Write out again, exactly as they appear, the lines from the start of the data below through the line with "TARGET: stone pedestal"; no pictures.

● ● ●

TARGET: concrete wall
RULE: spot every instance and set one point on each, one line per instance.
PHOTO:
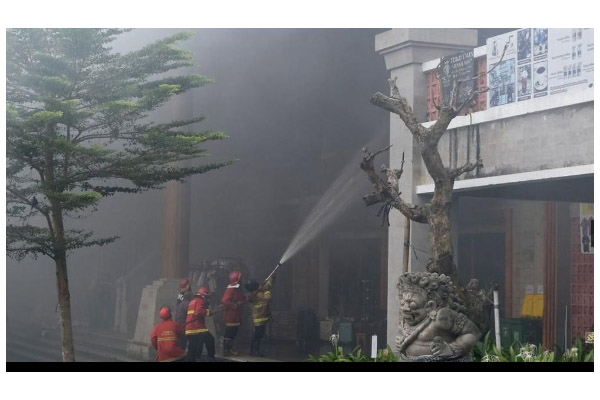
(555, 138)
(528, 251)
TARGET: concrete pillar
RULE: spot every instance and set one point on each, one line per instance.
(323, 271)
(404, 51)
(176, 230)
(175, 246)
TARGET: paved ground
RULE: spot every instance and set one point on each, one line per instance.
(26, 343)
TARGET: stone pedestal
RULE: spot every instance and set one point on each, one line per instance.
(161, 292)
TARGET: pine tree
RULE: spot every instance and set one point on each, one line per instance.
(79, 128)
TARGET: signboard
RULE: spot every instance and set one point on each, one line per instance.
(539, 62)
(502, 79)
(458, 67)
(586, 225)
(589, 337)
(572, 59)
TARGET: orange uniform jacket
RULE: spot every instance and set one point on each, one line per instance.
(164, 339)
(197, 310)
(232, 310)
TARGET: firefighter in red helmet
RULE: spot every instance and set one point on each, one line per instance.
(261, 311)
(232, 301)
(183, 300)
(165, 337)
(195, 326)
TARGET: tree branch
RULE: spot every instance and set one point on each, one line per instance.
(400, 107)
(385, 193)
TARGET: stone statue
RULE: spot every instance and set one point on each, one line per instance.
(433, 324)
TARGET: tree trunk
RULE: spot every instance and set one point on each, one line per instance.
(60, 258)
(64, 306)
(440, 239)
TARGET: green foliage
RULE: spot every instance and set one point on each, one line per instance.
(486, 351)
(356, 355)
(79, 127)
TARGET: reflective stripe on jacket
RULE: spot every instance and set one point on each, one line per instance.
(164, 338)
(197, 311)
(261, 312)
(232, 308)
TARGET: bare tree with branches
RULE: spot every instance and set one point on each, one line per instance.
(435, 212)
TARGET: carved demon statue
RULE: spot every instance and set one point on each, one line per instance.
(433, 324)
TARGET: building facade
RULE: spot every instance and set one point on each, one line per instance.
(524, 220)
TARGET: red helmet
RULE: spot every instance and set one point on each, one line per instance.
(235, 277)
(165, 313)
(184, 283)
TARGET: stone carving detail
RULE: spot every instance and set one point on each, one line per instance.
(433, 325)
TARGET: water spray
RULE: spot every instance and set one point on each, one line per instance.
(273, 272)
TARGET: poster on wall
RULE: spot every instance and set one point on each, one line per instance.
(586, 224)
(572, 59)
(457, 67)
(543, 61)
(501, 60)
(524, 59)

● ● ●

* _TASK RESPONSE_
TARGET: concrete wall
RULE: spot every instance and set one point on each, one line per instance.
PHOTO:
(555, 138)
(528, 251)
TARGET: concrete pillar
RULE: spot every instance and set one point on each, one line per instance.
(323, 271)
(404, 51)
(176, 230)
(175, 246)
TARGET: paved ground
RULE: spot every instance and set one point on each, one line per instance.
(26, 343)
TARGET: stone pedestal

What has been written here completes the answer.